Textauszug:
────────────────────

Alexander Groß, Geschäftsführer Rohstoffe und Umwelt beim Verband der Bau- und Rohstoffindustrie: „Hessen ist ein rohstoffreiches Land, allerdings können diese Rohstoffe schon jetzt nur an wenigen Stellen gewonnen werden. Das verschärfte Bannwaldgesetz zielt darauf ab, die Rohstoffgewinnung weiter auszuschließen – unter dem Vorwand des Waldschutzes. Dabei tragen die Gewinnungsbetriebe schon heute zur Nachhaltigkeit bei. Denn die Flächen werden nur vorübergehend in Anspruch genommen und werden nach Beendigung des Abbaus rekultiviert. Zwischenzeitlich wird bedrohten Tier- und Pflanzenarten ein dynamischer Lebensraum geboten, der so in der Natur nicht zu finden ist. Zudem wird nach dem Eingriff der ursprüngliche Zustand wiederhergestellt, in vielen Fällen sogar verbessert. Außerdem bietet sich die Chance, den Wald angepasst an den Klimawandel aufzuforsten. Rohstoffgewinnung und Naturschutz passen prima zusammen.“
Dr. Matthias Schlotmann, Hauptgeschäftsführer des Bundesverbands Keramische Rohstoffe und Industrieminerale: „Bereits heute bestehen hohe Hürden, damit die Rohstoffgewinnung im Bannwald genehmigt wird. Genehmigungsverfahren ziehen sich über viele Jahre und werden am Ende oftmals beklagt. Mineralische Rohstoffe sind jedoch als Vorleistungsgüter nahezu unverzichtbar. Ebenso kommen Industrien wie Keramik, Feuerfest, Glas und Papier nicht ohne keramische Rohstoffe und Industrieminerale aus. Gesetze, die Rohstoffgewinnung pauschal ausschließen, gefährden den Industriestandort Hessen. Bei der Rohstoffgewinnung müssen wir über das Wie reden, nicht über das Ob.“
Dr. Burkhard Siebert, Hauptgeschäftsführer des Bauindustrieverbands Hessen-Thüringen: „Die von heut auf morgen unbenutzbare Salzbachtalbrücke hat deutlich vor Augen geführt, welchen großen Investitionsbedarf unsere Infrastruktur vor sich herschiebt. Die alte Brücke bestand aus 15.000 t Stahl und Beton, und auch für den Neubau werden tausende Tonnen an Material benötigt. Gerade im hochverdichten Ballungsraum mit all seiner Infrastruktur werden wir auch zukünftig große Mengen an Sand und Kies benötigen, um Infrastruktur zu erhalten und auszubauen. In Frankfurt soll ein 10 km langer Fernbahntunnel entstehen, den auch die Naturschutzverbände begrüßen. Dafür brauchen wir auch Sand und Kies und andere Natursteine von vor Ort.“
Rainer von Borstel, Hauptgeschäftsführer des Verbands baugewerblicher Unternehmer Hessen: „Der Wohnungsbau wird immer teurer. Zuletzt haben Materialengpässe und Lieferkettenstörungen zu steigenden Preisen und Verzögerungen beim Wohnungsbau geführt. Bis 2040 werden rund 300.000 neue Wohnungen im Ballungsraum benötigt, gleichzeitig soll die Region aus der Gewinnung der Grundbaustoffe Sand und Kies aussteigen, das passt nicht zusammen. Wer bezahlbaren Wohnraum will, darf die Baukosten nicht weiter antreiben.“
VhU
Vereinigung der hessischen Unternehmerverbände e. V.

────────────────────

Vorgegebene Zeilen:
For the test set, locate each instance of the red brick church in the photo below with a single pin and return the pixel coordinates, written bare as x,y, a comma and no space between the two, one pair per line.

────────────────────

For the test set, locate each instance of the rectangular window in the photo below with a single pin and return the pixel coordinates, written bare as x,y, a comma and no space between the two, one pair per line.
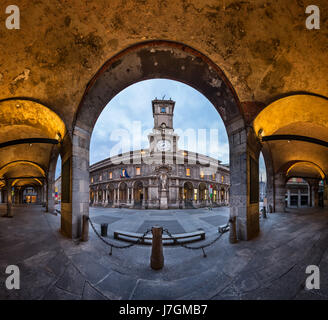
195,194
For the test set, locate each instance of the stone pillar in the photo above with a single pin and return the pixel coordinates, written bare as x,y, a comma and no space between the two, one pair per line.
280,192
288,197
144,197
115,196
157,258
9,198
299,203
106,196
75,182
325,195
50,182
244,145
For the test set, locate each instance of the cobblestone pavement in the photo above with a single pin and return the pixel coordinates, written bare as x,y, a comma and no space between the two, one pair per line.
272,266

────────────────────

Ihre Aufgabe: Nennen Sie alle Personen, die im Textauszug zur Rohstoffgewinnung in Hessen zitiert werden, jeweils mit der dort angegebenen Funktion.

Antwort zur Aufgabe:
- Alexander Groß, Geschäftsführer Rohstoffe und Umwelt beim Verband der Bau- und Rohstoffindustrie
- Dr. Matthias Schlotmann, Hauptgeschäftsführer des Bundesverbands Keramische Rohstoffe und Industrieminerale
- Dr. Burkhard Siebert, Hauptgeschäftsführer des Bauindustrieverbands Hessen-Thüringen
- Rainer von Borstel, Hauptgeschäftsführer des Verbands baugewerblicher Unternehmer Hessen